**RECORD EXTRACTS**

——————————

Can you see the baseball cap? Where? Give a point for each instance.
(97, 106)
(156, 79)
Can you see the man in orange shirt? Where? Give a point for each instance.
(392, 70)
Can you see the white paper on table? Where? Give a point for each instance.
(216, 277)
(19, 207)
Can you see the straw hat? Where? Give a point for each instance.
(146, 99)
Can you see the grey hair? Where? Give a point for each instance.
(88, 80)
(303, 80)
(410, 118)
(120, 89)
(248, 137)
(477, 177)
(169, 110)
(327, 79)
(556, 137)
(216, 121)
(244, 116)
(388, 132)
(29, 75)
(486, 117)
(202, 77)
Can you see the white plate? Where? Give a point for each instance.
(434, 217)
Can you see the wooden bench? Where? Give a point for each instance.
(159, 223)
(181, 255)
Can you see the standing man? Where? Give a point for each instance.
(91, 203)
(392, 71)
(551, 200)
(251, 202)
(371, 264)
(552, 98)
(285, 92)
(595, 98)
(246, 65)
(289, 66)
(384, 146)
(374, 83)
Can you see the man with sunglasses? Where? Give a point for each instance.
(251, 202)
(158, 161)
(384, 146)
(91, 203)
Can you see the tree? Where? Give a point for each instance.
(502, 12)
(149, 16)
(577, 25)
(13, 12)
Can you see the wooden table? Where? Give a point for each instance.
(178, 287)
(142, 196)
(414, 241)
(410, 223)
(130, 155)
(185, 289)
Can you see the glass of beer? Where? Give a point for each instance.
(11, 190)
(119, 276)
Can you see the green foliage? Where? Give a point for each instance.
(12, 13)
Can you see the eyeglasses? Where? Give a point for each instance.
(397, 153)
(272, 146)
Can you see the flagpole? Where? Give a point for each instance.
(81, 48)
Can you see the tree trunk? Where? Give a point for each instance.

——————————

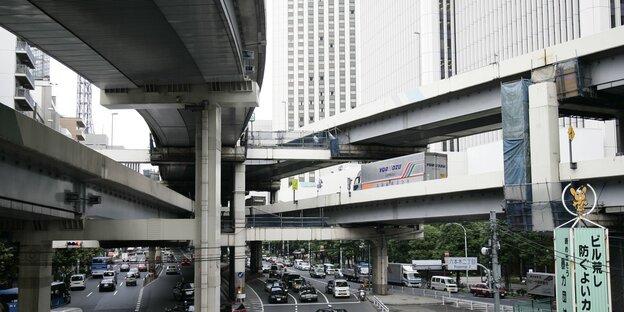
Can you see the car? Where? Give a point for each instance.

——————————

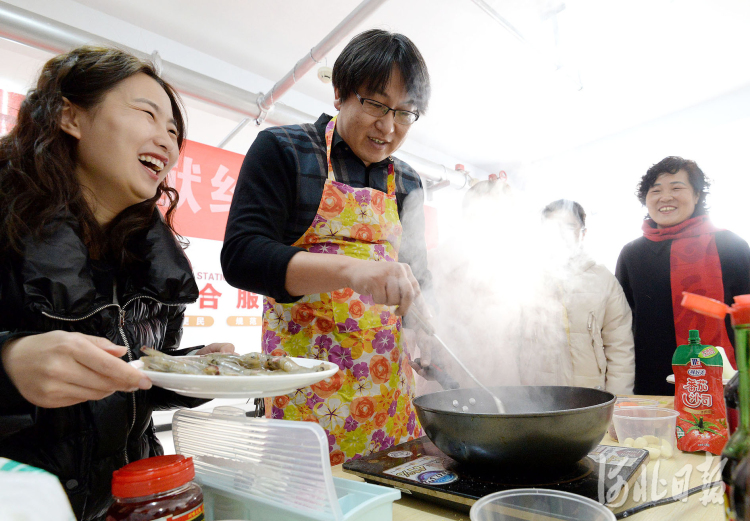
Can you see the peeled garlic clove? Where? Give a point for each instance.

——————————

**WHAT THE TASK REQUIRES**
Please give back, exactly as it stands above, the stretch from the line with "Can you see the wooden table?" through the line with "Can you see the tree trunk?", and no line outside it.

**RESPONSE BOX**
Can you see the wooden table? Where? Give a point for each instance.
(178, 287)
(142, 196)
(414, 241)
(410, 223)
(130, 155)
(185, 289)
Can you see the glass of beer? Where? Give a point for each instance.
(11, 190)
(119, 276)
Can you see the green foliage? Where? Give a point for each instance.
(12, 13)
Can you see the eyeglasses? Where? Give a point for each instance.
(397, 153)
(272, 146)
Can you see the flagpole? Where? Give a point for each instance.
(81, 48)
Can you see the tree trunk? Where? Give a point for each instance.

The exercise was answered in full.